Print out the records in full, keeping each word unchanged.
☆ ☆ ☆ ☆ ☆
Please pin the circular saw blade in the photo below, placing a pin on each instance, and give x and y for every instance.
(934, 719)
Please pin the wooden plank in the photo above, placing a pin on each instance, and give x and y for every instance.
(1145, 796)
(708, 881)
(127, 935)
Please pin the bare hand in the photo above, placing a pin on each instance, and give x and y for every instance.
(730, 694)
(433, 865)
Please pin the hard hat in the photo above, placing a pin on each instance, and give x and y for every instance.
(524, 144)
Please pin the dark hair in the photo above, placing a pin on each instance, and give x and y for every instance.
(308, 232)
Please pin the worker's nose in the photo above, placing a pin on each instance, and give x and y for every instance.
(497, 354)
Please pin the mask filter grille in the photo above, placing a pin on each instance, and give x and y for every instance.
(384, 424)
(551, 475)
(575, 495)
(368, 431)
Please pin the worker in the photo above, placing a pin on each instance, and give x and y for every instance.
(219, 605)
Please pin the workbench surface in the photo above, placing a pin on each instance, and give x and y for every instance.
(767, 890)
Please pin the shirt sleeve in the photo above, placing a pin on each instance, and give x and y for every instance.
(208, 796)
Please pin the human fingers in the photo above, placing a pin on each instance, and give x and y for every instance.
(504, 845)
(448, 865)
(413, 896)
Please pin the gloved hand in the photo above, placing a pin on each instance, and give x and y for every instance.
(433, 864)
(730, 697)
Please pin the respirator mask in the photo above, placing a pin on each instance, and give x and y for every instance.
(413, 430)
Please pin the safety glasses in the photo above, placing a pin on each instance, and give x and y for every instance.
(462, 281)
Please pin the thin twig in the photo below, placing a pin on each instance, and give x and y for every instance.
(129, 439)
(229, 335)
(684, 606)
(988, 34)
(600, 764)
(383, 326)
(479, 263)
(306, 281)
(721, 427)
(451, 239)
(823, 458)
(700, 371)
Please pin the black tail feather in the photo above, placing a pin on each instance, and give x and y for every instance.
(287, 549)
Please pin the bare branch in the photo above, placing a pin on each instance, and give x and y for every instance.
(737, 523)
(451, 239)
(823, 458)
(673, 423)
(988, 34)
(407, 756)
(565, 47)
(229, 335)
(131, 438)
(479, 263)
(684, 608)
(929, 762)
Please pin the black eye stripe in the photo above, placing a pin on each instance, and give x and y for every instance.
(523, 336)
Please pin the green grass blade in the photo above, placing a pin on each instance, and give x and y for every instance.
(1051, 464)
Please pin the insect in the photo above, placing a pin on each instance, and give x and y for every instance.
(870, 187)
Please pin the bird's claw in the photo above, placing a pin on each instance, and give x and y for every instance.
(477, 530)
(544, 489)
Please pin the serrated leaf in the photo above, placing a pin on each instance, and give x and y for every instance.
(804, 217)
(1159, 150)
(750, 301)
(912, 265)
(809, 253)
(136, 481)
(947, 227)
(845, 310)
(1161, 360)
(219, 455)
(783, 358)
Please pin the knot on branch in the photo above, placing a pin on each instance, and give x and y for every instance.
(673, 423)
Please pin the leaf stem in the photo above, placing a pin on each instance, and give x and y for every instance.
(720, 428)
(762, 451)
☆ ☆ ☆ ☆ ☆
== Written answer ==
Please pin the circular saw blade in the photo below, placing a pin on each instance, and give x and y for every instance.
(934, 719)
Please pin the wooden plank in the photo above, placing a pin on each instance, and give x and y for every instance.
(1145, 796)
(708, 881)
(127, 935)
Please pin the bare hand in the photo above, placing a pin on each instance, and give x and y for every instance.
(730, 694)
(433, 865)
Please pin the hard hat in the photo above, placing a pin on each instance, and give x and y for every instance.
(524, 144)
Please pin the dark hair in the photo above, placing a pin on each instance, and give x and y for every instance.
(308, 232)
Please pin the worker's nose in the photo above, placing a pin on each instance, and give x and y for every instance.
(497, 354)
Please pin the mask filter grille in the photo above, placing a pin on each instance, and give x and y for every instance.
(384, 424)
(551, 475)
(575, 495)
(368, 431)
Please pin the worker in the photo above, placing a pin on each instance, and give x and y for every instance.
(219, 605)
Please pin the workbench surface in the photo above, placing a pin on each instance, and give x and y for every instance.
(767, 890)
Please pin the shirt sleeve in the photo above, placing a pin on each instance, and give x and y for every instance.
(208, 796)
Please pin the human fingers in the photo above, placing a pin on each instance, and give x and y for every instance.
(504, 845)
(448, 865)
(413, 896)
Please pin the gloved hand in the photo above, placing a pin on each instance, and give x and y for every instance.
(433, 864)
(730, 697)
Please pin the respirator mask in the photo above, placing a pin on each instance, and give x and y for every instance.
(413, 430)
Please pin the safety glasses in the photo above, placing a pin on each instance, and give x and y for every instance.
(462, 281)
Please pin the thin twig in the photo below, placing a pin on each instance, and give x and y for every instance.
(129, 439)
(229, 335)
(684, 606)
(988, 34)
(600, 764)
(383, 326)
(479, 263)
(306, 281)
(721, 427)
(451, 239)
(823, 458)
(700, 371)
Please pin the black tail feather in the photo above, placing a pin on each instance, and give x and y for every instance.
(287, 549)
Please pin the bare branch in the photo above, placing a pin on each instance, and give x and y for every instance.
(737, 523)
(451, 239)
(823, 458)
(673, 423)
(988, 34)
(407, 756)
(565, 47)
(229, 335)
(131, 438)
(479, 263)
(684, 608)
(929, 762)
Please pin the black eye stripe in the photo above, placing a pin on each instance, and give x and y for every instance.
(523, 336)
Please pin the green grass blade in the photo above, placing a pin on each instance, and give x and y for every instance.
(1051, 464)
Please pin the insect in the photo above, placing a pin on each instance, and give x and y for every instance.
(870, 187)
Please pin the bird's claw in the photo above, placing a pin on each instance, and give x and y for every instance.
(477, 530)
(544, 489)
Please pin the serrated leaf in the photo above, placing a pin on each instance, and give x and y for every instance.
(804, 217)
(1159, 150)
(750, 301)
(912, 265)
(809, 253)
(136, 481)
(947, 227)
(845, 310)
(1161, 360)
(219, 455)
(783, 358)
Please pin the knot on branch in the photo above, placing a pin on each instance, and give x and y for every instance.
(673, 423)
Please pin the leaf stem in the photo above, placing a pin on each instance, and give x and y for every instance.
(720, 428)
(762, 451)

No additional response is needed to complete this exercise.